Dataset records:
..............................

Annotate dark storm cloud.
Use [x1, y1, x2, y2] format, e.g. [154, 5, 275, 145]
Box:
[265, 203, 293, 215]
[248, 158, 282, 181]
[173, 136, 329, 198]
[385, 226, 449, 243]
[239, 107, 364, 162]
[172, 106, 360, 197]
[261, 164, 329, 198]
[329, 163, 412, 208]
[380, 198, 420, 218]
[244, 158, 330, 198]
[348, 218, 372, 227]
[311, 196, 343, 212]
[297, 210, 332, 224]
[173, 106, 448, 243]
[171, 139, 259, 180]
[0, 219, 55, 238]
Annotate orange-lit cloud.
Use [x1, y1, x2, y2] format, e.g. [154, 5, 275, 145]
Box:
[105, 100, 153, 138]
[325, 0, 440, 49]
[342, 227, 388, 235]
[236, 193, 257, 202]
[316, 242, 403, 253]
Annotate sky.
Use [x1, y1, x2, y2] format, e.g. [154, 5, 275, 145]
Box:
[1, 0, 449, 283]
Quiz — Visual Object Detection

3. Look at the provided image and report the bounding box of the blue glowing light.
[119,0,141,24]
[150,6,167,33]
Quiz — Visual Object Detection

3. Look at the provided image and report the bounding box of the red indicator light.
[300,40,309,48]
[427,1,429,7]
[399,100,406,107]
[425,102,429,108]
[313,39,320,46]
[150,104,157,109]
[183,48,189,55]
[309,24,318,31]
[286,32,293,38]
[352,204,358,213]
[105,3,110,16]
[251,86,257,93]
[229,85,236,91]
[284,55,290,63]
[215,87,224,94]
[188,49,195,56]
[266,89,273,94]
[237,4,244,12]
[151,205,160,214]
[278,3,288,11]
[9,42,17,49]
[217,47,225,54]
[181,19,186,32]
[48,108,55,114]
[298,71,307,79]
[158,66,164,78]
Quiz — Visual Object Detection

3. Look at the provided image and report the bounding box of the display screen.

..............................

* [TASK BRIEF]:
Each entry above needs to be output exactly as written.

* [ANSWER TO THE PROBLEM]:
Annotate dark storm cloud.
Use [x1, y1, x2, y2] format, e.g. [154, 5, 275, 145]
Box:
[265, 203, 293, 215]
[248, 158, 282, 181]
[173, 136, 329, 198]
[385, 226, 449, 243]
[239, 107, 364, 162]
[172, 106, 360, 197]
[261, 164, 329, 198]
[329, 163, 412, 208]
[380, 198, 420, 218]
[244, 158, 330, 198]
[348, 218, 372, 227]
[311, 196, 343, 212]
[297, 210, 332, 224]
[173, 106, 448, 243]
[171, 139, 259, 180]
[0, 219, 55, 238]
Annotate orange-lit cloud.
Use [x1, y1, x2, y2] format, e.g. [154, 5, 275, 145]
Box:
[105, 100, 153, 138]
[325, 0, 440, 49]
[342, 227, 388, 235]
[236, 193, 257, 202]
[316, 242, 403, 253]
Annotate sky.
Use [x1, y1, x2, y2] format, e.g. [154, 5, 275, 145]
Box:
[1, 0, 449, 283]
Quiz — Visual Object Detection

3. Look at the provided image and report the bounding box of the blue glowing light.
[119,0,141,24]
[150,6,167,33]
Quiz — Visual Object Detection

3. Look at the provided image and report the bounding box of the red indicator light.
[300,40,309,48]
[427,1,429,7]
[399,100,406,107]
[425,102,429,108]
[313,39,320,46]
[150,104,157,109]
[183,48,189,55]
[309,24,318,31]
[286,32,293,38]
[352,204,358,213]
[105,3,110,16]
[251,86,257,93]
[229,85,236,91]
[284,55,290,63]
[215,87,224,94]
[188,49,195,56]
[266,89,273,94]
[237,4,244,12]
[151,205,160,214]
[278,3,288,11]
[9,42,17,49]
[217,47,225,54]
[181,19,186,32]
[48,108,55,114]
[298,71,307,79]
[158,66,164,78]
Quiz — Visual Object Detection

3. Look at the provided image and report the bounding box of the display screen.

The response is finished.